§ **Objective**
Answer these questions about the Mahout issue comment below:
1. Which pattern does the comment suggest using for the specialized implementation?
2. Who is named as the reporter of MAHOUT-767?
3. Which version is given under "Fix For"?

[
https://issues.apache.org/jira/browse/MAHOUT-767?page=com.atlassian.jira.plugin.system.issuetabpanels:comment-tabpanel&focusedCommentId=13068295#comment-13068295
]
Sebastian Schelter commented on MAHOUT-767:
-------------------------------------------
I suggest we create a specialized implementation that uses the "stripes"
pattern from [1]. As we generalize the approach from that paper we'd need to
emit a pair of vectors for each entry, the first holding the partially summed
dot-products/counts, the other holding the norms. These vectors should easily
be mergeable by a combiner.
With this approach, we should be able to cover all currently existing measures
like cooccurrence count, LLR, Tanimoto, Cosine, Euclidean Distance, Manhattan
and maybe even Pearson if someone figures out the math :)
I think we should have a shot at this and maybe completely drop the old too
generic version (we should ask on the user list before dropping it).
[1] Lin: "Scalable Language Processing Algorithms for the Masses: A Case Study
in
Computing Word Co-occurrence Matrices with MapReduce",
http://citeseerx.ist.psu.edu/viewdoc/download?doi=10.1.1.156.8326&rep=rep1&type=pdf
> Improve RowSimilarityJob performance for count-based distance measures
> ----------------------------------------------------------------------
>
> Key: MAHOUT-767
> URL: https://issues.apache.org/jira/browse/MAHOUT-767
> Project: Mahout
> Issue Type: Improvement
> Reporter: Grant Ingersoll
> Fix For: 0.6
>
>
> (See
> http://www.lucidimagination.com/search/document/40c4f124795c6b5/rowsimilarity_s#42ab816c27c6a9e7
> for background)

§ **Provided material**
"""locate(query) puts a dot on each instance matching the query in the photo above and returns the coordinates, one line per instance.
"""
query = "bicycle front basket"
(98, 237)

§ **The reply**
1. The "stripes" pattern
2. Grant Ingersoll
3. 0.6